> _How to complete this task_
Bring together every line in the data that includes "leaning".

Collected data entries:

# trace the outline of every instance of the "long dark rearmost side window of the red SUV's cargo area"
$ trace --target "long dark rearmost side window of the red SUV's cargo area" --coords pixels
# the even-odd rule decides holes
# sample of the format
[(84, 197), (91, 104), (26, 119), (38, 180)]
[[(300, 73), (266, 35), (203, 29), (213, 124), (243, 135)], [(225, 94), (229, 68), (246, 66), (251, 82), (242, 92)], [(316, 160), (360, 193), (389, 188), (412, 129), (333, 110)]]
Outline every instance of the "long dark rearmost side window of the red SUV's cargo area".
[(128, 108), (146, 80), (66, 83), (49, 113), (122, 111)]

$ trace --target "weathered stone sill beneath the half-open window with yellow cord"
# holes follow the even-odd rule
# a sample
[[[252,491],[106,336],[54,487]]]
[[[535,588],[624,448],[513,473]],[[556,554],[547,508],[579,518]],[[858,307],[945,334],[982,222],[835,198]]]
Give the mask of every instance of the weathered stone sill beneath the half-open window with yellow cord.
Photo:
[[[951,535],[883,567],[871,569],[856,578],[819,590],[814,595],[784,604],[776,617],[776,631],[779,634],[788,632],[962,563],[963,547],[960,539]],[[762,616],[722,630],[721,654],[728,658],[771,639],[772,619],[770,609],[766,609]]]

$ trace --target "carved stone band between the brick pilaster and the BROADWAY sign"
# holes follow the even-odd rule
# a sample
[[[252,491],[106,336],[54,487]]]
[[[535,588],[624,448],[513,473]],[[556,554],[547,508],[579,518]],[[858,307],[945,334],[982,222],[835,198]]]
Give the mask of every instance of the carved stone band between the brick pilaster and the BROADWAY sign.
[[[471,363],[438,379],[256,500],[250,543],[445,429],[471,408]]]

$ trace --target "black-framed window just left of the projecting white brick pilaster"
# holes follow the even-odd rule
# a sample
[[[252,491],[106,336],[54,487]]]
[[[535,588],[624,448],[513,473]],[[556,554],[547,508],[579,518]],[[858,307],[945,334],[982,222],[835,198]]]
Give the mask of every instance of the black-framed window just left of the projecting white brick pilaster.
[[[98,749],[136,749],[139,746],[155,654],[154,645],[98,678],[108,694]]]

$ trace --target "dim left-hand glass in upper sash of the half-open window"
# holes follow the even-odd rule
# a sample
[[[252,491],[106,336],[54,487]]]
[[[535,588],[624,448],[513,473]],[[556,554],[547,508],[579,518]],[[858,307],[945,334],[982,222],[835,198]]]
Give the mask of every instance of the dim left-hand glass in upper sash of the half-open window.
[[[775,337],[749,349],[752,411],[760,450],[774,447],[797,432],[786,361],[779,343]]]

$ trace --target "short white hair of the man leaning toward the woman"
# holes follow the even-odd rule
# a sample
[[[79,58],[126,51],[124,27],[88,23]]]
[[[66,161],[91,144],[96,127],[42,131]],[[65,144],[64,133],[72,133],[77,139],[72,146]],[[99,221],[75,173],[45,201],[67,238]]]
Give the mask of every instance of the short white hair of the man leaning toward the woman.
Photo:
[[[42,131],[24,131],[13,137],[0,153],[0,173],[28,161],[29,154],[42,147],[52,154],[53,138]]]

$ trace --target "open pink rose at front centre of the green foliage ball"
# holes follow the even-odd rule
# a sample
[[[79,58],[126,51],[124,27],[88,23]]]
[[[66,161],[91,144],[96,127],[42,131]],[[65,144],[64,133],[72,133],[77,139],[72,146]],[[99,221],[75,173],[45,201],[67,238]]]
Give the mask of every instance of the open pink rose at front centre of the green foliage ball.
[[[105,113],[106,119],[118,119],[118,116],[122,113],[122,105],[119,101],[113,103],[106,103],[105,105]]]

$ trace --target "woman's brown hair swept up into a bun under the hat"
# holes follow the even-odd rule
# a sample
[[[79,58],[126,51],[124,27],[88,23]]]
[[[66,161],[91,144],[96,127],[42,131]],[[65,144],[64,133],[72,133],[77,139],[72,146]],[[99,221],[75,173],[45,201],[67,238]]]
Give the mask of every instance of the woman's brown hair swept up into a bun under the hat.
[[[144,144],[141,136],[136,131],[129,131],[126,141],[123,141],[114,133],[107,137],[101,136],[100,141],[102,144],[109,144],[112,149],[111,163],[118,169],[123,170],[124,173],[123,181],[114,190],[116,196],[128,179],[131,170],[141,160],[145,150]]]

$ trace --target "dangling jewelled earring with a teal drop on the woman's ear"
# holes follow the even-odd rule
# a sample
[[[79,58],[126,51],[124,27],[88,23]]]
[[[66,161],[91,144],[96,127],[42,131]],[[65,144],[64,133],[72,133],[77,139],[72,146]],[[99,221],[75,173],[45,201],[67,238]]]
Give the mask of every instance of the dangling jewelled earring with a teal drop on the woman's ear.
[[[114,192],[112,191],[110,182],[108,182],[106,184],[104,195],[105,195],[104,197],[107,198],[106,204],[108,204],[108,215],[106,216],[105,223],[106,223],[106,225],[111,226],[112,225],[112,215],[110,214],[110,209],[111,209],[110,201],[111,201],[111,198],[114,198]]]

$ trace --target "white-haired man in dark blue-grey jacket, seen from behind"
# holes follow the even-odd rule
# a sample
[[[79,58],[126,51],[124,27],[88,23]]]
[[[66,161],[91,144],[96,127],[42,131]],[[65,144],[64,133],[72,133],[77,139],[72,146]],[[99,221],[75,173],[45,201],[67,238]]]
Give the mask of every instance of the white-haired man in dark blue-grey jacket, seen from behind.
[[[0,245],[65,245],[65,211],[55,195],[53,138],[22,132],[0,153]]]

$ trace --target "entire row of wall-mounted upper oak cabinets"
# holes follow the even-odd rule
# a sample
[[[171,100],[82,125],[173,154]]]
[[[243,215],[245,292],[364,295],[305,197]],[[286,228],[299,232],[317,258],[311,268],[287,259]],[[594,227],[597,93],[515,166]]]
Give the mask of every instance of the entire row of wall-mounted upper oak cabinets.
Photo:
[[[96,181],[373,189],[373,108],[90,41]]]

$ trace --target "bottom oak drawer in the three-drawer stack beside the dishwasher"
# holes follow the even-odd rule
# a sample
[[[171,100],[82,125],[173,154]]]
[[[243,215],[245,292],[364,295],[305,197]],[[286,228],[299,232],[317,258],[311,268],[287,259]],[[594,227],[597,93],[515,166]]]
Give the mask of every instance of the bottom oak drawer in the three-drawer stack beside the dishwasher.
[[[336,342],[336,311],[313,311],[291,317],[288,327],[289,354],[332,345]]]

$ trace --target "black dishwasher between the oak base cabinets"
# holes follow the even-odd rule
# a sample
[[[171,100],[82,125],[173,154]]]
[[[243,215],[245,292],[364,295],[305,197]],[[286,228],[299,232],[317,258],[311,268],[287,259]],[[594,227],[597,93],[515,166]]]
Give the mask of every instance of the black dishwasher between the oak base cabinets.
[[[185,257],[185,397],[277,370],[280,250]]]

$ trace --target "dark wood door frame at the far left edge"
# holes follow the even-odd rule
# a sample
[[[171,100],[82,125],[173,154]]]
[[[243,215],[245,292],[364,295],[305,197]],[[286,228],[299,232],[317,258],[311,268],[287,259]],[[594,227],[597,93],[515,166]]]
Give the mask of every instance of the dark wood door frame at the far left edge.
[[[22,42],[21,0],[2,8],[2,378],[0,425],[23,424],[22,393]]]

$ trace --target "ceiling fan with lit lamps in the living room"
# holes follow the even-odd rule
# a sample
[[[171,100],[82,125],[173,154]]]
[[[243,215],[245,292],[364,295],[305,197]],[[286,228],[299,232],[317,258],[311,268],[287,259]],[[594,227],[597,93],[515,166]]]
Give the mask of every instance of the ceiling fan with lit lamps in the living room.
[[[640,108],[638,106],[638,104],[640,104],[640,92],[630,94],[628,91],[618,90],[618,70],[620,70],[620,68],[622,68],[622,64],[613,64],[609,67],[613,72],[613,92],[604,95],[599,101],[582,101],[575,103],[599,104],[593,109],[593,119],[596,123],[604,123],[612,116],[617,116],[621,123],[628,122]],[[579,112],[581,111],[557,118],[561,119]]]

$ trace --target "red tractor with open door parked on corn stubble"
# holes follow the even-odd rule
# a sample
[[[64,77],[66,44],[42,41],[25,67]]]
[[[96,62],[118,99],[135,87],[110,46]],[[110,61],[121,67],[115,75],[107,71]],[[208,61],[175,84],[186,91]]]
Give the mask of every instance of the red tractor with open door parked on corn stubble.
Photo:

> _Task response_
$ trace --target "short white hair of the man leaning toward the woman"
Give the mask of every instance of the short white hair of the man leaning toward the woman.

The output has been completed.